# Assigned task:
Your output should be the line with "In this photo, point at the red panda striped" plus all following lines to the end of the records, exactly as written and nothing more.

[Items listed in a dataset]
'''
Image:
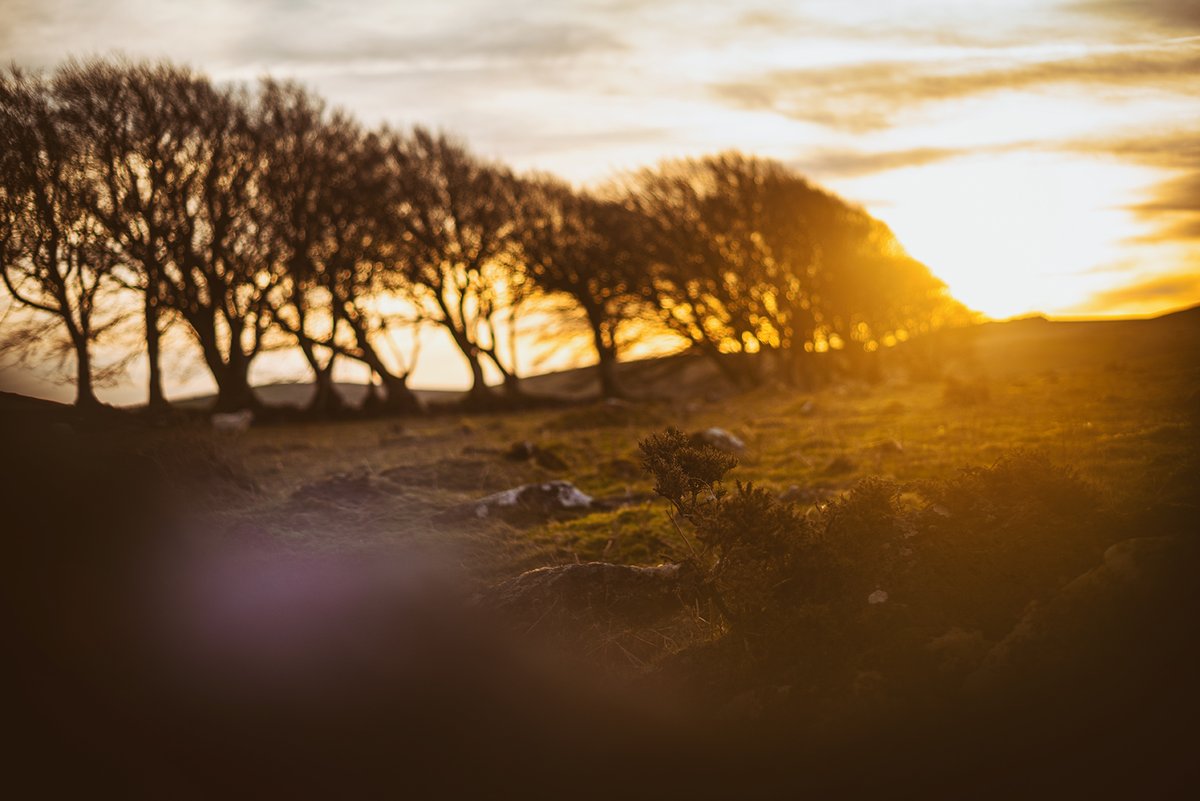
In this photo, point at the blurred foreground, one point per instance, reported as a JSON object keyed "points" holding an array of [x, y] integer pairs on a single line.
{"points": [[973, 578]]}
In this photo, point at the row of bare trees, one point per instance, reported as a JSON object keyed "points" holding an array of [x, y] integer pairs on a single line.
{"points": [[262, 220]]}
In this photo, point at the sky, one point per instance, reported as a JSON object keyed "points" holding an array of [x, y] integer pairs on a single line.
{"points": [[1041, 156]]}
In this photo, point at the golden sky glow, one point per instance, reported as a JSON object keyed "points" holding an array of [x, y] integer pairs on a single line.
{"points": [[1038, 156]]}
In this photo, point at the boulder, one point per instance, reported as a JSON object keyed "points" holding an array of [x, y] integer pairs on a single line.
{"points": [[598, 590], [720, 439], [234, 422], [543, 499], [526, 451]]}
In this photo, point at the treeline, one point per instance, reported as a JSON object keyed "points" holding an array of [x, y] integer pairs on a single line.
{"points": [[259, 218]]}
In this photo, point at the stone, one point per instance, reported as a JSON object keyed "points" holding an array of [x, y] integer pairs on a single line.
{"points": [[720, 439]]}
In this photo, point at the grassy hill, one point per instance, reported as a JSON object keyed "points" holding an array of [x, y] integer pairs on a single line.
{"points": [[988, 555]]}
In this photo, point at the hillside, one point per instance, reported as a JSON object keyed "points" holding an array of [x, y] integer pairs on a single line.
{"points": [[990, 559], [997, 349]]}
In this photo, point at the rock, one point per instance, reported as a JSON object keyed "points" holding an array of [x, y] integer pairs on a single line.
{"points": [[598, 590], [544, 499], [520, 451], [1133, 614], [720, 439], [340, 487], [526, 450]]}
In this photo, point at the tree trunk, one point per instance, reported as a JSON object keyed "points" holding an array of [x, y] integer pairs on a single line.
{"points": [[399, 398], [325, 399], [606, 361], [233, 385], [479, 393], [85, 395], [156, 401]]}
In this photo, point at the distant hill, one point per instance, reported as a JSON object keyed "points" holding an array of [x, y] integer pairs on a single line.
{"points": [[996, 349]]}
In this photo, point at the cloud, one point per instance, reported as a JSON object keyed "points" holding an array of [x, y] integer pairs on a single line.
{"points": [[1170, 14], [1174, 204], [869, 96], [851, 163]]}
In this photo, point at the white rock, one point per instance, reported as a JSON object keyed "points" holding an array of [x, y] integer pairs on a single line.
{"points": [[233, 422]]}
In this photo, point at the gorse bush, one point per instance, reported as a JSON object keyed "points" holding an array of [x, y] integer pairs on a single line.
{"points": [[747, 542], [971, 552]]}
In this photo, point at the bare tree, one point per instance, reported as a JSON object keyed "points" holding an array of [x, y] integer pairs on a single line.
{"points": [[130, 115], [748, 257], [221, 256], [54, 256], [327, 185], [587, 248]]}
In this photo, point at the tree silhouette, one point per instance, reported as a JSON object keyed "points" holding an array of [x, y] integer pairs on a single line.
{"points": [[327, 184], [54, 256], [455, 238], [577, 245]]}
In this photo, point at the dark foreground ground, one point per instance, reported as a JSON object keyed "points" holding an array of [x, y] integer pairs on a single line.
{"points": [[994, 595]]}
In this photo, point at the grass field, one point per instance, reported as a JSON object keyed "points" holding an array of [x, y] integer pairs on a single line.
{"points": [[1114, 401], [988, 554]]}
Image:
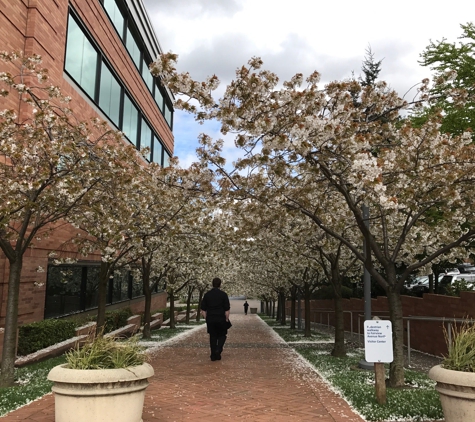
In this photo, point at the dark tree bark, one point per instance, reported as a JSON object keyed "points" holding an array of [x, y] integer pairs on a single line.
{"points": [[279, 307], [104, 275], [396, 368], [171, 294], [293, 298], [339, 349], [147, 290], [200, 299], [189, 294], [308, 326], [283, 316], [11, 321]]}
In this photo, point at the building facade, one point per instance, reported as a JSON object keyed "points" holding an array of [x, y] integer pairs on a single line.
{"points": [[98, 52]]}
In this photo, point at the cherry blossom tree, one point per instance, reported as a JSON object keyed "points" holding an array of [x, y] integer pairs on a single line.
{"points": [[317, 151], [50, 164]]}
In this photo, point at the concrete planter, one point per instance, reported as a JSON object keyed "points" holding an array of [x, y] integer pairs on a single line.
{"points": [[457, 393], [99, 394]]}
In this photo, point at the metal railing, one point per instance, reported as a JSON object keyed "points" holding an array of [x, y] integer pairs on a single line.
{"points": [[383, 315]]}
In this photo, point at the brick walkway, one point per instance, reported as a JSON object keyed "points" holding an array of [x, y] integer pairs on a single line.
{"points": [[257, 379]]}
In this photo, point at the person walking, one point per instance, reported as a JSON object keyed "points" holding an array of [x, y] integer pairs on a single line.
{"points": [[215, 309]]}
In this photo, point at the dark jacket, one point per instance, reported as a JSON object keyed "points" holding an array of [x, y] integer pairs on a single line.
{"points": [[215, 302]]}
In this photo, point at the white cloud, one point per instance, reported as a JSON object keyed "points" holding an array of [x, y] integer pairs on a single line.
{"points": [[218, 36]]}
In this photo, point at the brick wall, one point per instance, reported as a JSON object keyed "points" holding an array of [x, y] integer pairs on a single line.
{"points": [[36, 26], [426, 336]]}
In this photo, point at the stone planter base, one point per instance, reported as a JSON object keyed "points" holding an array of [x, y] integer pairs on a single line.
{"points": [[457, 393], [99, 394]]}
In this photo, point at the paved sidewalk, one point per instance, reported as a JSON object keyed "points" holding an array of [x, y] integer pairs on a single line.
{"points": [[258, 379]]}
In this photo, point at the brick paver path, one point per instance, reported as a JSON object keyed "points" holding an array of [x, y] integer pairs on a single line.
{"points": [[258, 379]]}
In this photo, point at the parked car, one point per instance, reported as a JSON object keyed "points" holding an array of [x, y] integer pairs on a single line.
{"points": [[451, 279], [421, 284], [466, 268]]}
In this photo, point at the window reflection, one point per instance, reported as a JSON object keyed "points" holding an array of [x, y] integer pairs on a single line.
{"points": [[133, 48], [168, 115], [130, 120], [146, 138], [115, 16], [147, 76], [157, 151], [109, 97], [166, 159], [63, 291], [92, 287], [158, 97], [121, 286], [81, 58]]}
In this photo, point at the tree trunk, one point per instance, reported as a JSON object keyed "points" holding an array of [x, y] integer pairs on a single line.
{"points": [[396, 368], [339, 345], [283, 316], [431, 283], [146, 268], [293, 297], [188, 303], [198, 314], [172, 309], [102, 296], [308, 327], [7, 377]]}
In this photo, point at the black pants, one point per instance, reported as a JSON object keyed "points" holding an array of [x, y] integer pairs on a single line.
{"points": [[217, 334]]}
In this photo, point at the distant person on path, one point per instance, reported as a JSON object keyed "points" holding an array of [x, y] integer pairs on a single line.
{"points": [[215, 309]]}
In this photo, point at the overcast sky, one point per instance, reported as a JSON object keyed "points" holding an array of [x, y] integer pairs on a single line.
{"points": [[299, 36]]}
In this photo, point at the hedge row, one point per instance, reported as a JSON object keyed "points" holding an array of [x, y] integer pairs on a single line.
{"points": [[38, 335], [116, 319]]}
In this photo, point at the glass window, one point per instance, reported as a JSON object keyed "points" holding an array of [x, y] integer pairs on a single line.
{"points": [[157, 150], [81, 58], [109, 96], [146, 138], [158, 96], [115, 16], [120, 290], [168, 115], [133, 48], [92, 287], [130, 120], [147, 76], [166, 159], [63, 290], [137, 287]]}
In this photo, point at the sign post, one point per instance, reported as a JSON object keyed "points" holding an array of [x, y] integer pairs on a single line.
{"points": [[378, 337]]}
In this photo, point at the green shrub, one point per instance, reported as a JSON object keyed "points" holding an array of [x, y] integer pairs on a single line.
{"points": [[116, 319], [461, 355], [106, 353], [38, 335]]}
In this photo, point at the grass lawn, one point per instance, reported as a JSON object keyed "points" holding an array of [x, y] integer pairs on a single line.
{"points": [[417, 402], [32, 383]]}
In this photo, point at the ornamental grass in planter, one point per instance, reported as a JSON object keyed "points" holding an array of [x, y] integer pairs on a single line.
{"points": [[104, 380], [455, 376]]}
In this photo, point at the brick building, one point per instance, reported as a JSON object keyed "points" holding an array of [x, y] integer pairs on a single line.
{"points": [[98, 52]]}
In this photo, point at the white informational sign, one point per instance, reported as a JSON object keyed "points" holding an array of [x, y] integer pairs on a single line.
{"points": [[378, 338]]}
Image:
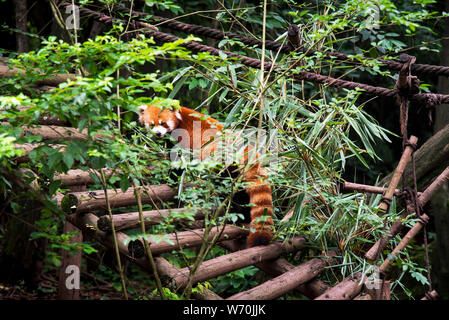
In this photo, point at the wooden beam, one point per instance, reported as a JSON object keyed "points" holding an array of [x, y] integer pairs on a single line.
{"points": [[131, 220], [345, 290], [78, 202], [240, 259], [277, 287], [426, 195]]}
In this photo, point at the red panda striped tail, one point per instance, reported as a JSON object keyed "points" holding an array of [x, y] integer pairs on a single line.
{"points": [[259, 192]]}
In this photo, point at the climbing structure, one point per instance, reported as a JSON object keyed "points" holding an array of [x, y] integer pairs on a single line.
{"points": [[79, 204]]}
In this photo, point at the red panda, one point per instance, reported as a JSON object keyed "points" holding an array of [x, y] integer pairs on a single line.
'''
# Response area:
In this photo, point at the red panda striped tail, one point per instance, reported as a JSON object keyed "points" holding an array of [x, y] integer pairs on a single line.
{"points": [[259, 192]]}
In this photo, point at the climbing structure, one point per instance, reported as a JSON object keyed "points" holding an array of [x, y] integer pairs on a single line.
{"points": [[79, 204]]}
In this photo, point at the red panda, one point per instance, reported as a JSON object keyed "points" holding an array of [x, y] integer pairs on a single line.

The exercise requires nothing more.